#### [PERINTAH 1]
Berdasarkan kutipan tentang PPATK, apa saja fungsi yang setidaknya dimiliki PPATK?
#### [PERINTAH 2]
Tuliskan kembali dengan tepat bagian kutipan tentang PPATK yang dibuka dengan kata-kata yang memuat "Sedangkan kewenangan PPATK" dan ditutup dengan "sebagai intelijen keuangan.".
#### [PERINTAH 3]
Lanjutkan teks tentang tugas dan fungsi PPATK dari titik terakhirnya.

#### [KUTIPAN TEKS]
━━━━━━━━━━

Sesuai Pasal 26 Undang –
Undang TPPU, tugas PPATK antara lain: mengumpulkan, menyimpan, menganalisis,
dan mengevaluasi informasi yang diperoleh, membuat pedoman mengenai tata cara
pelaporan transaksi keuangan yang mencurigakan, memberikan nasihat dan bantuan
kepada instansi lain yang berwenang mengenai informasi yang diperoleh sesaui
ketentuan Undang - Undang, memberikan rekomendasi kepada Pemerintah sehubungan
dengan pencegahan dan pemberantasan tindak pidana pencucian uang, melaporkan
hasil analisis terhadap transaksi keuangan yang berindikasi tindak pidana
pencucian uang kepada Kepolisian untuk kepentingan penyidikan dan Kejaksaan
untuk kepentingan penuntutan dan pengawasan, membuat dan menyampaikan laporan
mengenai analisis transaksi keuangan dan kegiatan lainnya secara berkala kepada
Presiden, DPR dan lembaga yang berwenang melakukan pengawasan bagi
Penyedia Jasa Keuangan yang selanjutnya disebut PJK.
Sedangkan kewenangan PPATK sesuai Pasal 27 antara lain:
meminta dan menerima laporan dari PJK, meminta informasi mengenai perkembangan
penyidikan atau penuntutan terhadap tindak pidana pencuian uang yang telah
dilaporkan kepada penyidik atau penunut umum.
Dari tugas dan kewenangan yang diamanatkan oleh Undang –
Undang Tindak Pidana Pencucian Uang, maka PPATK setidaknya memiliki 5 fungsi
yaitu intelijen keuangan, regulator, koordinator, mediator dan pembantuan dalam
penegakan hukum sebagai berikut :
a. PPATK
sebagai intelijen keuangan.

━━━━━━━━━━

#### [DATA YANG DIBERIKAN]
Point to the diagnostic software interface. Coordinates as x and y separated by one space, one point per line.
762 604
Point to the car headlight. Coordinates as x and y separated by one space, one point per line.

━━━━━━━━━━

#### [JAWABAN TERTULIS 1]
PPATK setidaknya memiliki 5 fungsi, yaitu intelijen keuangan, regulator, koordinator, mediator, dan pembantuan dalam penegakan hukum.

#### [JAWABAN TERTULIS 2]
Sedangkan kewenangan PPATK sesuai Pasal 27 antara lain:
meminta dan menerima laporan dari PJK, meminta informasi mengenai perkembangan
penyidikan atau penuntutan terhadap tindak pidana pencuian uang yang telah
dilaporkan kepada penyidik atau penunut umum.
Dari tugas dan kewenangan yang diamanatkan oleh Undang –
Undang Tindak Pidana Pencucian Uang, maka PPATK setidaknya memiliki 5 fungsi
yaitu intelijen keuangan, regulator, koordinator, mediator dan pembantuan dalam
penegakan hukum sebagai berikut :
a. PPATK
sebagai intelijen keuangan.

#### [JAWABAN TERTULIS 3]
Sebagai intelijen keuangan, PPATK melakukan kegiatan :
1)
Pengumpulan
data (Data Collection) yaitu pengumpulan berbagai informasi dari
segala sumber baik dari aparat penegak hukum, PJK maupun individual, seperti :
laporan yang diwajibkan oleh UU TPPU kepada PJK dan Ditjend Bea dan Cukai;
informasi dari regulator; hasil penyelidikan dan penyidikan pihak Kepolisian;
informasi dari kantor imigrasi; dan hasil permintaan informasi dari pihak lain.
2)
Evaluasi
data (data evaluation) yaitu melakukan penyaringan data atau informasi yang
diterimaagar proses analisis dapat dilakukan dengan lebih baik dan pada
gilirannya dapat dihasilkan suatu kesimpulan yang relatif tepat.
3)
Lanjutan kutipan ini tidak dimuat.